→ **Problem to solve**:
Each line of the data that mentions the string "vegetation" needs to be identified and copied.

→ **Given information**:
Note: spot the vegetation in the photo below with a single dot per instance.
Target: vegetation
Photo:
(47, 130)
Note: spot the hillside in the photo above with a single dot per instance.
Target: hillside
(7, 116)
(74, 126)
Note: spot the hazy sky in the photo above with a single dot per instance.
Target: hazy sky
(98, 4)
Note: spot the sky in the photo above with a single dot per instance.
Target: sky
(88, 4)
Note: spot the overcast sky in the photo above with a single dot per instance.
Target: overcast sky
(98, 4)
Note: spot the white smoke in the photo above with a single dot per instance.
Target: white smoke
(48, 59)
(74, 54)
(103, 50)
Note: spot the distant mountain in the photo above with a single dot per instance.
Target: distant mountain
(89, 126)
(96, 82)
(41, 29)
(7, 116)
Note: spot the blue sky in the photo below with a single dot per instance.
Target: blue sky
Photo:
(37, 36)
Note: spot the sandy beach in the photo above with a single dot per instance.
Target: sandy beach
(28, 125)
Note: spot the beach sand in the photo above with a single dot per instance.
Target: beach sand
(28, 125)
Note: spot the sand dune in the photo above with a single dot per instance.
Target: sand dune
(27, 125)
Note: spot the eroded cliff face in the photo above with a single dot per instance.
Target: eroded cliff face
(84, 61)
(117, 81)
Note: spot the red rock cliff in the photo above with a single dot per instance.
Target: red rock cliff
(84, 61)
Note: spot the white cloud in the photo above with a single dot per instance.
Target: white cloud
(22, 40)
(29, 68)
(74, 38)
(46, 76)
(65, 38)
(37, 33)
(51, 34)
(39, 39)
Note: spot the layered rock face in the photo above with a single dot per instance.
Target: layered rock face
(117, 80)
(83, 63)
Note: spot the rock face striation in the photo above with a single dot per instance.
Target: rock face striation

==

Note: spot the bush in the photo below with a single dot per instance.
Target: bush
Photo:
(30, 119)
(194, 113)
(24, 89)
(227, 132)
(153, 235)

* * *

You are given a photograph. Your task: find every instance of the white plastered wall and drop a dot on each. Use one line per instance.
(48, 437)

→ **Final answer**:
Note: spot the vegetation in the photo below with a single dot per instance.
Target: vegetation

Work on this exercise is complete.